Challenges:
1. Drawing on the librsvg render-tree page, explain in one to three sentences why computing an element's bounding box during rendering causes trouble for filters.
2. From the librsvg render-tree page, set down word for word the stretch from "The way for" through "hard to test.".

Selected passage:
Render tree
For historical reasons, librsvg’s code flow during rendering is as
follows. The rendering code traverses the SVG tree of elements, and
for each one, its ::draw()
method is called; its signature looks
like this (some arguments omitted):
pub fn draw(
&self,
...
draw_ctx: &mut DrawingCtx,
) -> Result<BoundingBox, RenderingError> { ... }
The draw() methods perform the actual rendering as side effects on the
draw_ctx
, and return a BoundingBox
. That is, the bounding box of
an element is computed at the same time that it is rendered. This is
suboptimal for several reasons:
Many things that happen during rendering depend on knowing the bounding box. For example, gradients, patterns, and filters with units set to
objectBoundingBox
need to know the bounds. The rendering code in drawing_ctx.rs is cluttered because it must resolve bounding boxes very late.This is especially problematic for filters, since a Cairo surface needs to be created before rendering, and that surface should have a size relative to the bounding box of the element being filtered! Bug #1 is precisely about this: librsvg instead creates a temporary surface as big as the document’s toplevel viewport and filters it, but this doesn’t work well for filters like Gaussian blur that should actually reference pixels outside of the document’s area (think of a shape that extends past the document’s area, which then gets blurred).
The way for an element to signal that it is not drawable (e.g.
<defs>
is by returning an empty bounding box and not rendering anything. This is awkward.When rendering to a temporary surface for filtering or masking, there is a set of affine transformations that needs to be maintained carefully: an affine for the clipping path outside the temporary surface, an affine for drawing inside the surface, an affine to composite the surface into the final result. This is hard to understand and hard to test.
These problems can be solved by having a render tree.
What is a render tree?
As of 2022/Oct/06, librsvg does not compute a render tree data
structure prior to rendering. Instead, in a very 2000s fashion, it
walks the tree of elements and calls a .draw()
method for each
one. Each element then calls whatever methods it needs from
DrawingCtx
to draw itself. Elements which don’t produce graphical
output (e.g. <defs>
or <marker>
) simply have an empty
draw()
method.

Items listed in a dataset

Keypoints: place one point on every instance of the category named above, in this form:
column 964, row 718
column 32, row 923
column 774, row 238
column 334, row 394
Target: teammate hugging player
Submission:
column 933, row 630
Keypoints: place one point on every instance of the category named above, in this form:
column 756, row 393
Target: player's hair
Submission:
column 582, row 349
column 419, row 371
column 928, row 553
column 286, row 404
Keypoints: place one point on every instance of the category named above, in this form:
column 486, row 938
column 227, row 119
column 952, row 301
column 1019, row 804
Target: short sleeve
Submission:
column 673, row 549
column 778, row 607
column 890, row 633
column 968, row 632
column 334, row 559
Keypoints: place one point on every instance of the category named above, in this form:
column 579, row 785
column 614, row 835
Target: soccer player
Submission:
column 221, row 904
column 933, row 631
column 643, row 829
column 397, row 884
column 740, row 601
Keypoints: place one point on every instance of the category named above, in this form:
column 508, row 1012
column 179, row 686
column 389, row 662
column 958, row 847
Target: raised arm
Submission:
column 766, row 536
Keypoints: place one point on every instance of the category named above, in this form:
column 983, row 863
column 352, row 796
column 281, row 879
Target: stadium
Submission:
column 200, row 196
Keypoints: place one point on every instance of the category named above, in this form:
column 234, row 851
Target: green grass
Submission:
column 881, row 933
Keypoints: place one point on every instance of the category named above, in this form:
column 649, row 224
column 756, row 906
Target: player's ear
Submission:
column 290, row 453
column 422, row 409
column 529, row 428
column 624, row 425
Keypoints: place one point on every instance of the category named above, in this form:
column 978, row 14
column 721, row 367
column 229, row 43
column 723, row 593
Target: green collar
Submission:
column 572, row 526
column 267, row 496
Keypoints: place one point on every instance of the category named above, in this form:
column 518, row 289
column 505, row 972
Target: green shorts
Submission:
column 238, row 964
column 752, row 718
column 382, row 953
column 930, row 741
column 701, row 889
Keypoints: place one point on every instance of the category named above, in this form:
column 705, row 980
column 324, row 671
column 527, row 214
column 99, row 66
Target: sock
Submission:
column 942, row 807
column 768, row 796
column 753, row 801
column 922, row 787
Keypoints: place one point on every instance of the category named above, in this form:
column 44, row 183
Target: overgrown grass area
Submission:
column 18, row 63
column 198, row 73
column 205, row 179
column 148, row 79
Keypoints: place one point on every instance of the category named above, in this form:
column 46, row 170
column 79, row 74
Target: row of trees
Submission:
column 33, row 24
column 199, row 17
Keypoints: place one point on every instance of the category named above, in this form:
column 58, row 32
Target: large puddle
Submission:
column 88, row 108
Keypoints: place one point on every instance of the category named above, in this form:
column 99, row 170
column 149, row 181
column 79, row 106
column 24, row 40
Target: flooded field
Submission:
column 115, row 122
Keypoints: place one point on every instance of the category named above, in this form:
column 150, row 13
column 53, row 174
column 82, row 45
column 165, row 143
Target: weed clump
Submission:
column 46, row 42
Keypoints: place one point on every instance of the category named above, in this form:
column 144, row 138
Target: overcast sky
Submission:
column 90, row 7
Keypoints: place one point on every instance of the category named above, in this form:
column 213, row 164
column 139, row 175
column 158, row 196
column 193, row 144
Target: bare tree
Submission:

Per-task answers:
1. A filter needs a Cairo surface created before rendering, sized relative to the bounding box of the filtered element, but that bounding box is only known once the element has been rendered. Librsvg therefore filters a temporary surface as big as the document's toplevel viewport, which fails for filters like Gaussian blur that should reference pixels outside the document's area.

2.
The way for an element to signal that it is not drawable (e.g.
<defs>
is by returning an empty bounding box and not rendering anything. This is awkward.When rendering to a temporary surface for filtering or masking, there is a set of affine transformations that needs to be maintained carefully: an affine for the clipping path outside the temporary surface, an affine for drawing inside the surface, an affine to composite the surface into the final result. This is hard to understand and hard to test.